--- start ---

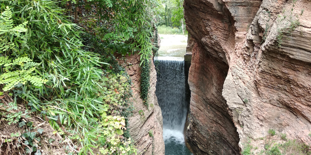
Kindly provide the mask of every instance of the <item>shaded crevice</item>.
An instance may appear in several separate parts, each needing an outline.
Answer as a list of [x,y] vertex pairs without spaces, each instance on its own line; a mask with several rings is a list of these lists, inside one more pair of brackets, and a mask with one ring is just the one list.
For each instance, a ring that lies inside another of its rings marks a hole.
[[194,42],[186,144],[195,155],[240,154],[239,135],[222,96],[230,61],[226,54],[234,49],[234,20],[217,1],[185,0],[184,6]]

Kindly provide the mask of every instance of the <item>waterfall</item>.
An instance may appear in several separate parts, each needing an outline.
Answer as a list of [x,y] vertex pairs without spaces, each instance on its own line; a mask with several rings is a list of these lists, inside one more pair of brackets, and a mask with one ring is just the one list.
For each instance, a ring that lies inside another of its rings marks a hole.
[[159,57],[155,61],[157,71],[156,94],[163,116],[167,155],[191,154],[185,146],[183,136],[188,109],[184,62],[182,58],[170,57]]

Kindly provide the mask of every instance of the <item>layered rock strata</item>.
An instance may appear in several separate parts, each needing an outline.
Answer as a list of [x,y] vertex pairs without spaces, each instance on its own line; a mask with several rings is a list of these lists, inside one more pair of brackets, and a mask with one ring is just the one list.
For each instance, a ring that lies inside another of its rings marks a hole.
[[[139,56],[135,55],[127,56],[126,58],[123,66],[133,83],[132,101],[134,108],[133,116],[128,120],[128,129],[137,147],[137,154],[164,155],[162,117],[156,96],[156,73],[155,65],[152,62],[148,101],[149,106],[147,107],[140,98]],[[149,132],[152,133],[153,137],[149,135]]]
[[195,154],[239,154],[269,129],[311,144],[310,6],[185,0],[194,40],[186,139]]

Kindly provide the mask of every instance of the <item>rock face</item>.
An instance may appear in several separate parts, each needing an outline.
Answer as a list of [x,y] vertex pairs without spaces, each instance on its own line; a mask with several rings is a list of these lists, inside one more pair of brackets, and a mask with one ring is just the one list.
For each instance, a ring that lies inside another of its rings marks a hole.
[[195,154],[239,154],[270,129],[311,144],[310,6],[185,0],[194,40],[186,137]]
[[[156,73],[154,65],[153,62],[151,65],[149,106],[147,108],[140,98],[139,57],[135,55],[127,56],[126,58],[123,66],[133,83],[132,101],[135,108],[133,116],[129,119],[128,128],[137,146],[137,154],[164,155],[163,117],[156,96]],[[149,132],[152,132],[153,137],[149,136]]]

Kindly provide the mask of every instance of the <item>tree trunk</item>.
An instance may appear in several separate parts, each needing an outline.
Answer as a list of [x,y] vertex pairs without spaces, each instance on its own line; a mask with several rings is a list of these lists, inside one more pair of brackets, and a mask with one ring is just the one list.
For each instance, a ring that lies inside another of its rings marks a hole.
[[182,28],[183,28],[183,34],[184,35],[185,35],[185,30],[183,29],[183,19],[181,20],[182,21]]
[[77,1],[77,4],[76,4],[75,8],[74,10],[74,20],[78,20],[78,11],[79,9],[78,1]]

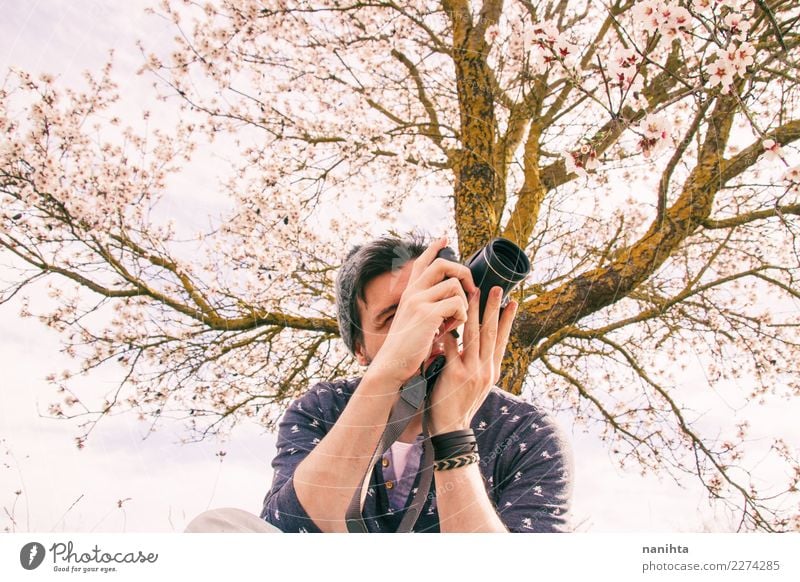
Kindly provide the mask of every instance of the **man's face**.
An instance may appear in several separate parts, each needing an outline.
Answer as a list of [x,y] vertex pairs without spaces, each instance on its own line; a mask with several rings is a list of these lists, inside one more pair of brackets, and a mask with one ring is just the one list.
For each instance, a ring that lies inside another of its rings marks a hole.
[[[372,279],[364,287],[366,301],[357,300],[364,339],[356,342],[356,357],[362,366],[372,362],[386,341],[394,321],[397,304],[400,303],[400,296],[408,286],[408,278],[411,276],[415,260],[408,261],[400,269]],[[402,330],[395,329],[394,332],[402,333]],[[441,353],[444,353],[444,344],[440,340],[431,346],[431,356]]]
[[356,342],[356,357],[362,366],[372,362],[386,341],[386,335],[394,321],[394,312],[408,285],[413,266],[414,260],[411,260],[400,269],[378,275],[364,287],[366,301],[360,298],[356,300],[364,338],[363,342]]

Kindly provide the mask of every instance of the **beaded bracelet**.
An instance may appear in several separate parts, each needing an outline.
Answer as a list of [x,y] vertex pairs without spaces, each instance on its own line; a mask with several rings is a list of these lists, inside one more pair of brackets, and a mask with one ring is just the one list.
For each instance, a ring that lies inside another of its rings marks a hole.
[[472,463],[477,463],[480,460],[478,453],[469,453],[468,455],[461,455],[453,459],[444,459],[436,461],[433,464],[434,471],[449,471],[450,469],[458,469],[459,467],[466,467]]

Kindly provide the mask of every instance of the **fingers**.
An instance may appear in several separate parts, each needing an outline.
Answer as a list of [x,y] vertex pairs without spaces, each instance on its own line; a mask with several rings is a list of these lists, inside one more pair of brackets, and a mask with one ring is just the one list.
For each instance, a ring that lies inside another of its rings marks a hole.
[[458,341],[447,333],[443,336],[442,343],[444,343],[444,357],[447,358],[447,363],[449,364],[459,356]]
[[[434,314],[442,321],[452,318],[458,327],[467,321],[467,304],[463,298],[454,296],[442,299],[433,304]],[[447,334],[449,335],[449,334]]]
[[492,287],[484,308],[480,340],[480,360],[483,365],[490,365],[494,358],[497,342],[497,313],[500,310],[502,297],[503,290],[500,287]]
[[[422,258],[422,257],[420,257]],[[416,267],[416,264],[414,265]],[[459,281],[460,285],[467,293],[472,293],[477,289],[472,280],[472,271],[469,267],[461,263],[454,263],[447,259],[434,259],[432,263],[420,274],[415,284],[424,289],[431,287],[445,278],[450,278],[453,281]]]
[[467,323],[464,325],[464,357],[478,361],[480,359],[481,335],[480,326],[478,324],[478,315],[480,313],[481,304],[481,290],[476,289],[469,298],[469,306],[467,308]]
[[[428,268],[428,266],[436,259],[436,254],[447,246],[447,237],[436,239],[431,245],[425,249],[422,254],[414,261],[414,266],[411,268],[411,274],[408,277],[409,286],[416,282],[420,275]],[[446,261],[450,262],[450,261]]]
[[467,296],[464,294],[464,289],[458,279],[445,279],[425,291],[421,291],[417,295],[417,300],[420,303],[440,301],[447,297],[460,297],[464,301],[464,309],[467,307]]

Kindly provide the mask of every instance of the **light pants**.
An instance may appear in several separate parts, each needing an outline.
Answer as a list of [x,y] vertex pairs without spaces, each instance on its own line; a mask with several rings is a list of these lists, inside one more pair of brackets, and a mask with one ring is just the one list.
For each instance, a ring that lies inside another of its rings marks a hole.
[[282,533],[257,515],[232,507],[203,512],[195,517],[184,531],[185,533]]

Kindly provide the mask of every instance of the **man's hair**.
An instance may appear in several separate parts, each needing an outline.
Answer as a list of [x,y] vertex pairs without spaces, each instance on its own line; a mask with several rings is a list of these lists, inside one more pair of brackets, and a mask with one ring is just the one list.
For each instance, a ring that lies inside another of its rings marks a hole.
[[347,253],[336,277],[336,308],[339,334],[351,353],[355,354],[356,342],[363,344],[364,341],[358,298],[366,301],[364,288],[367,283],[384,273],[400,269],[419,257],[428,245],[424,234],[412,232],[405,238],[394,234],[382,236],[356,245]]

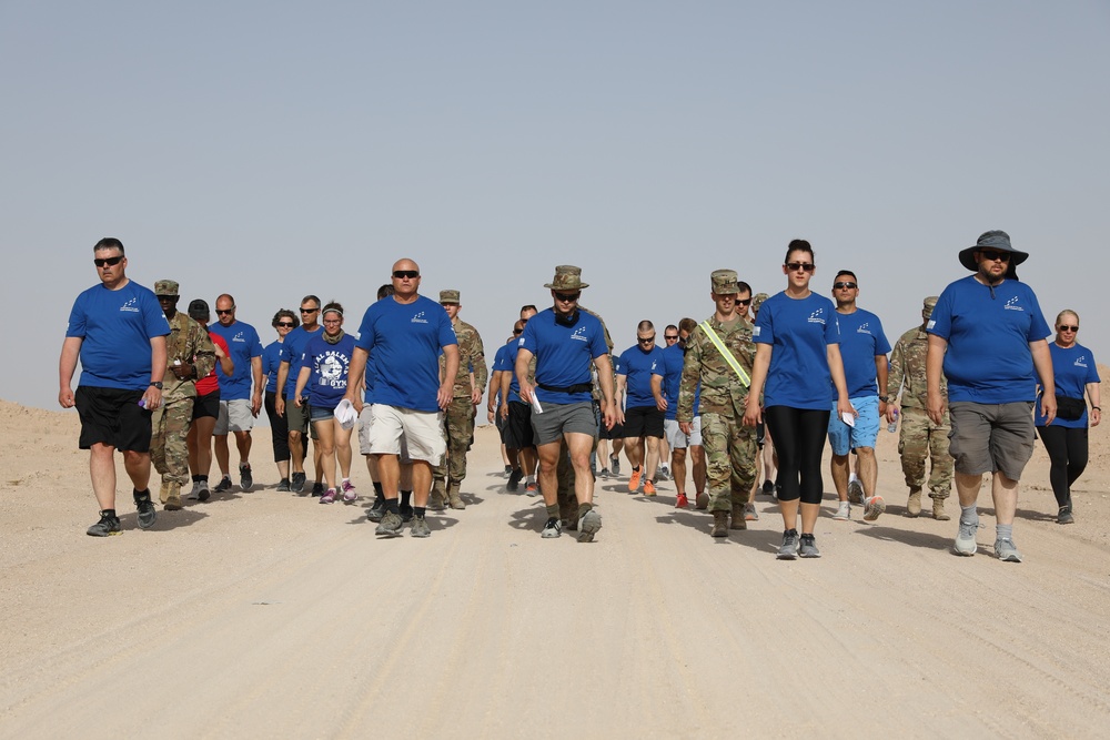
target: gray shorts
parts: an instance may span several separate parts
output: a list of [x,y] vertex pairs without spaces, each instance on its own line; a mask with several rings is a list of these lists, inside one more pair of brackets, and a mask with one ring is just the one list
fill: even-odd
[[999,470],[1010,480],[1020,480],[1037,439],[1032,410],[1031,401],[951,404],[948,452],[956,460],[956,472],[982,475]]
[[544,413],[532,413],[532,430],[535,432],[537,445],[549,445],[553,442],[558,442],[564,434],[577,433],[597,437],[597,419],[594,417],[593,402],[541,403],[539,405]]

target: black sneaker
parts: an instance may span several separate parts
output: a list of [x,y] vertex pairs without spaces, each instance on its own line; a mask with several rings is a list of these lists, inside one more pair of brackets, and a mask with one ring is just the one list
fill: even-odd
[[109,537],[111,535],[119,535],[122,533],[123,529],[120,527],[120,518],[108,516],[101,511],[100,521],[89,527],[85,534],[90,537]]

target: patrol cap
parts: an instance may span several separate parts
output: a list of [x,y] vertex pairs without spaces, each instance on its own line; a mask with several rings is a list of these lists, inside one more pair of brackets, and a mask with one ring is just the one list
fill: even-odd
[[582,282],[582,267],[574,265],[558,265],[555,267],[555,277],[552,282],[544,284],[553,291],[581,291],[589,287],[588,283]]
[[713,284],[713,292],[717,295],[731,295],[740,292],[735,270],[714,270],[713,274],[709,275],[709,282]]
[[178,295],[178,281],[160,280],[154,283],[154,295]]

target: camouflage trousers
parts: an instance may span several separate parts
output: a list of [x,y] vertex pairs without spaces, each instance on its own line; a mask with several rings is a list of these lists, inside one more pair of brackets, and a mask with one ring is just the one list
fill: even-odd
[[435,466],[432,477],[442,483],[460,483],[466,477],[466,453],[474,444],[474,404],[471,397],[453,398],[443,415],[443,437],[447,454]]
[[756,430],[744,426],[739,414],[702,412],[709,510],[730,511],[744,506],[756,481]]
[[952,493],[955,460],[948,454],[949,432],[951,425],[947,414],[944,424],[934,424],[929,415],[920,408],[902,409],[898,454],[901,455],[906,485],[918,490],[925,487],[925,464],[931,457],[929,498],[944,500]]
[[160,406],[151,417],[153,435],[150,440],[150,458],[154,469],[162,474],[163,483],[188,486],[189,478],[189,425],[193,418],[193,398],[174,398]]

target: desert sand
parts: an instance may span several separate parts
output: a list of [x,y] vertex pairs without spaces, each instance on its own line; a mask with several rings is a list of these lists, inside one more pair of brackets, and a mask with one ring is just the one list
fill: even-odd
[[354,506],[276,493],[269,429],[251,493],[140,531],[121,469],[124,533],[93,538],[77,415],[0,402],[0,420],[2,737],[1110,734],[1106,427],[1072,526],[1038,445],[1026,561],[1005,564],[989,495],[973,558],[950,551],[955,495],[951,521],[902,516],[886,432],[887,513],[834,521],[826,493],[824,557],[779,561],[773,499],[713,540],[673,483],[644,498],[626,478],[598,481],[597,541],[541,539],[541,499],[505,491],[491,427],[467,508],[430,513],[425,540],[374,536],[357,456]]

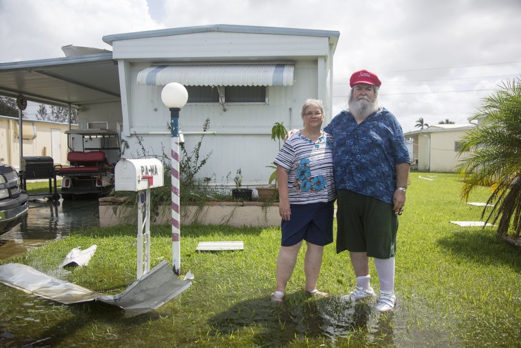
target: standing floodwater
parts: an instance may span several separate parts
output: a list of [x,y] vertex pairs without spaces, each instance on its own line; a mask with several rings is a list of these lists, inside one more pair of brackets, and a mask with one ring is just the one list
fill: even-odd
[[80,229],[99,226],[98,200],[47,199],[29,201],[27,216],[18,226],[0,235],[0,260],[66,237]]

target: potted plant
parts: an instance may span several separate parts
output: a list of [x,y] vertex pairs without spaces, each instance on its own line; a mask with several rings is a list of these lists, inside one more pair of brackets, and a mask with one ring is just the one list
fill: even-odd
[[[275,122],[271,127],[271,140],[278,140],[278,149],[280,150],[280,141],[286,136],[287,130],[284,126],[284,122]],[[277,167],[275,165],[267,165],[267,168],[273,168],[274,170],[268,179],[269,187],[256,187],[258,193],[258,198],[261,200],[274,200],[278,198],[278,189],[277,189]]]
[[241,168],[237,170],[237,175],[233,178],[235,183],[235,188],[232,189],[232,196],[234,198],[239,198],[245,200],[252,200],[252,193],[253,190],[252,189],[243,189],[243,175],[241,171]]

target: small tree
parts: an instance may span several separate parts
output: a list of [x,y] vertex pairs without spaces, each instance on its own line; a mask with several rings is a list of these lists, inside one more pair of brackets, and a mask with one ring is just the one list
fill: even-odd
[[[280,141],[284,139],[284,137],[286,136],[286,133],[287,133],[288,131],[286,130],[286,127],[284,126],[284,122],[275,122],[275,124],[273,125],[273,127],[271,127],[271,140],[275,141],[275,139],[278,140],[278,150],[280,150]],[[275,170],[273,173],[271,173],[271,175],[269,176],[269,179],[268,180],[268,184],[271,185],[271,183],[275,182],[275,187],[277,187],[277,167],[275,165],[267,165],[266,166],[268,168],[274,168]]]
[[[44,104],[39,104],[39,108],[36,111],[38,119],[60,123],[69,122],[69,108],[51,105],[51,111],[49,112],[47,106]],[[71,111],[71,123],[77,124],[77,111],[72,109]]]
[[[457,167],[463,175],[461,197],[468,200],[476,186],[489,186],[487,203],[494,203],[487,222],[499,220],[497,233],[506,235],[511,225],[516,237],[521,231],[521,80],[503,83],[485,97],[476,116],[479,126],[463,137],[461,155],[473,150]],[[486,208],[481,213],[483,218]]]

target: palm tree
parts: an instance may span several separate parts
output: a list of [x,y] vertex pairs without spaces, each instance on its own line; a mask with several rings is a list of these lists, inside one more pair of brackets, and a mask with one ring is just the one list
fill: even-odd
[[[503,82],[495,93],[485,97],[476,116],[485,118],[463,138],[459,155],[472,150],[458,165],[463,175],[461,198],[468,200],[473,188],[489,186],[487,203],[494,203],[487,222],[497,233],[508,234],[511,225],[516,237],[521,231],[521,79]],[[483,218],[486,207],[481,213]]]
[[423,129],[424,128],[428,128],[428,124],[424,123],[423,117],[420,117],[417,120],[416,120],[416,125],[415,127],[420,129]]

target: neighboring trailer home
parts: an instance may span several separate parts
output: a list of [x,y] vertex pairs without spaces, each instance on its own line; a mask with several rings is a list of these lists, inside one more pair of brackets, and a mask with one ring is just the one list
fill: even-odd
[[332,118],[339,35],[227,25],[109,35],[103,40],[112,53],[69,46],[66,58],[0,64],[0,94],[76,108],[80,129],[121,132],[128,158],[170,157],[170,112],[160,94],[181,83],[189,94],[180,114],[189,153],[210,120],[200,154],[211,155],[197,177],[232,185],[240,168],[243,186],[266,185],[279,146],[274,124],[302,128],[308,98],[323,100],[324,126]]
[[[71,125],[77,128],[75,124]],[[49,156],[55,165],[67,164],[68,124],[23,119],[22,151],[24,156]],[[0,116],[0,163],[20,170],[19,119]]]
[[437,124],[426,129],[405,133],[406,139],[414,142],[411,159],[417,170],[424,172],[450,173],[455,172],[456,165],[465,158],[459,156],[461,148],[459,142],[476,125]]

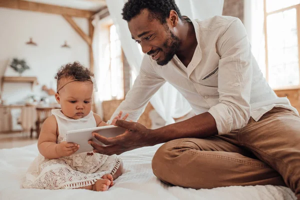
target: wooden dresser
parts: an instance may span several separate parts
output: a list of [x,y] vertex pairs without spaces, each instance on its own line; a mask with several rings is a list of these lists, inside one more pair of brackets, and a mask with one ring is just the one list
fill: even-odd
[[287,97],[292,106],[300,113],[300,88],[291,88],[288,89],[274,90],[279,97]]

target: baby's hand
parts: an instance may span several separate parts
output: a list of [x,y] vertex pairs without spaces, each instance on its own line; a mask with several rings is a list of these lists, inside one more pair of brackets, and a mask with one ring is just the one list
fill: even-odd
[[128,116],[129,116],[129,114],[125,114],[125,116],[124,116],[123,117],[123,118],[121,118],[121,116],[122,116],[122,114],[123,113],[123,112],[122,111],[120,111],[120,112],[119,112],[119,114],[116,116],[114,118],[114,120],[125,120],[127,118],[128,118]]
[[60,157],[69,156],[74,154],[79,149],[79,145],[74,143],[66,143],[62,142],[56,146],[56,153]]

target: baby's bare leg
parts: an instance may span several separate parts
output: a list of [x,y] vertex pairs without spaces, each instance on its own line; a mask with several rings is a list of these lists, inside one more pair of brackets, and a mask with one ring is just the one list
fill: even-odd
[[124,170],[123,168],[123,162],[121,160],[121,163],[120,164],[116,172],[116,173],[112,175],[112,178],[114,178],[114,180],[116,180],[118,176],[121,176],[124,172]]
[[73,189],[86,189],[86,190],[92,190],[92,185],[86,186],[85,187],[74,188]]
[[99,179],[92,185],[94,191],[106,191],[110,185],[110,181],[107,179]]
[[[108,175],[110,175],[110,176],[112,176],[112,176],[111,174]],[[109,180],[106,178],[99,179],[93,185],[74,188],[74,189],[86,189],[94,191],[106,191],[108,190],[108,186],[110,186],[110,181]]]

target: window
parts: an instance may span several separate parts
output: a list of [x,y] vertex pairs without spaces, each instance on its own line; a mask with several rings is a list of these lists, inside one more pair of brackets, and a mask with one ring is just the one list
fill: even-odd
[[266,80],[273,88],[300,86],[300,0],[264,1]]
[[109,48],[108,54],[110,58],[110,67],[105,84],[104,100],[122,100],[124,98],[123,76],[123,54],[121,42],[116,32],[116,26],[109,27]]

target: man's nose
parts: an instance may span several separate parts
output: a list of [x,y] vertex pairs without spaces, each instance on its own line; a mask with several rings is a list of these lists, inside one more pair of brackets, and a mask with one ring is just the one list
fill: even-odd
[[148,52],[151,50],[152,48],[150,45],[143,44],[142,42],[140,43],[140,46],[142,46],[142,50],[144,54],[147,54]]

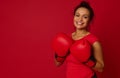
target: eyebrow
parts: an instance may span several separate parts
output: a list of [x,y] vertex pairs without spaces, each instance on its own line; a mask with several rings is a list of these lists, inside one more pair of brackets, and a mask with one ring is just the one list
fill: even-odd
[[[80,15],[80,13],[75,13],[75,14],[79,14]],[[89,16],[89,14],[83,14],[83,16]]]

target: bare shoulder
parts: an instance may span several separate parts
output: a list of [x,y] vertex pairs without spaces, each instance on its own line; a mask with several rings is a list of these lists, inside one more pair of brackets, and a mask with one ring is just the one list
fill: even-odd
[[95,41],[94,43],[93,43],[93,47],[102,47],[101,46],[101,43],[99,42],[99,41]]

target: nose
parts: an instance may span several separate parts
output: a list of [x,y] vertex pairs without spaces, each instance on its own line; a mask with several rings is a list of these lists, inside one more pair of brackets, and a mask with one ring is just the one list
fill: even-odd
[[82,18],[82,17],[79,17],[79,18],[78,18],[78,21],[83,21],[83,18]]

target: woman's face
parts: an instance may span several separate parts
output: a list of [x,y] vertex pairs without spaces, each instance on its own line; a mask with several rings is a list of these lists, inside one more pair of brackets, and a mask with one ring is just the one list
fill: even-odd
[[90,12],[84,7],[76,10],[74,15],[74,25],[77,29],[86,29],[89,24]]

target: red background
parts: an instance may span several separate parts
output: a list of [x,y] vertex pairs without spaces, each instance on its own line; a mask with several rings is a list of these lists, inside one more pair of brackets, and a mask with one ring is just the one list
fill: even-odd
[[[73,32],[73,9],[80,0],[1,0],[0,78],[66,78],[65,64],[54,65],[51,40]],[[89,0],[91,25],[103,45],[105,70],[99,78],[120,78],[120,4]]]

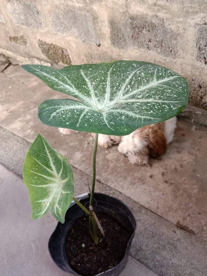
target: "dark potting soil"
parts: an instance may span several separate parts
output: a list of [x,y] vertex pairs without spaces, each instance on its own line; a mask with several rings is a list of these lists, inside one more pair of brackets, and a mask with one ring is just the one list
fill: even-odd
[[79,218],[66,239],[66,254],[70,265],[81,275],[93,276],[116,266],[123,259],[130,234],[110,217],[97,214],[105,232],[98,231],[99,244],[93,242],[89,218]]

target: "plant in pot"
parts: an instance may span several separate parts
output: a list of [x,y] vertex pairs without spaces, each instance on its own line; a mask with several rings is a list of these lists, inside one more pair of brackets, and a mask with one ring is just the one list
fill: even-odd
[[188,102],[186,80],[167,68],[139,61],[60,70],[22,67],[50,88],[77,99],[41,103],[38,116],[42,123],[96,133],[91,191],[76,197],[68,160],[38,135],[23,166],[32,218],[38,219],[51,209],[59,222],[49,250],[62,269],[76,275],[118,275],[127,260],[136,222],[123,202],[95,193],[99,133],[126,135],[176,116]]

--- end ---

■ **Direction**: Edit the lines from the one with "target: black sneaker" up to and including the one with "[[178,295],[178,281],[160,280],[154,283],[154,295]]", replacing "patrol cap" with "garrison cap" and leaving everything else unchanged. Give only those lines.

■ **Final result**:
target: black sneaker
parts: an instance may span several separate parts
output: a list of [x,y] vertex pairs without spaces, each instance on its own line; a mask with several rings is a list of these lists, inside one more pair of brackets, and a mask with one ring is just the one list
fill: even-odd
[[109,537],[111,535],[119,535],[122,533],[123,529],[120,527],[120,518],[108,516],[101,511],[100,521],[89,527],[85,534],[90,537]]

target: garrison cap
parts: an instance may span several separate parts
output: a list of [x,y] vertex pairs without spaces, each instance on its own line; a mask with several rings is a list of these lists, inside one more pair of brackets, and a mask with one ring is just the one list
fill: even-odd
[[582,282],[582,267],[574,265],[558,265],[555,267],[555,277],[552,282],[544,284],[553,291],[581,291],[589,287],[588,283]]
[[713,284],[713,292],[717,295],[731,295],[740,292],[735,270],[714,270],[713,274],[709,275],[709,282]]
[[178,295],[178,281],[160,280],[154,283],[154,295]]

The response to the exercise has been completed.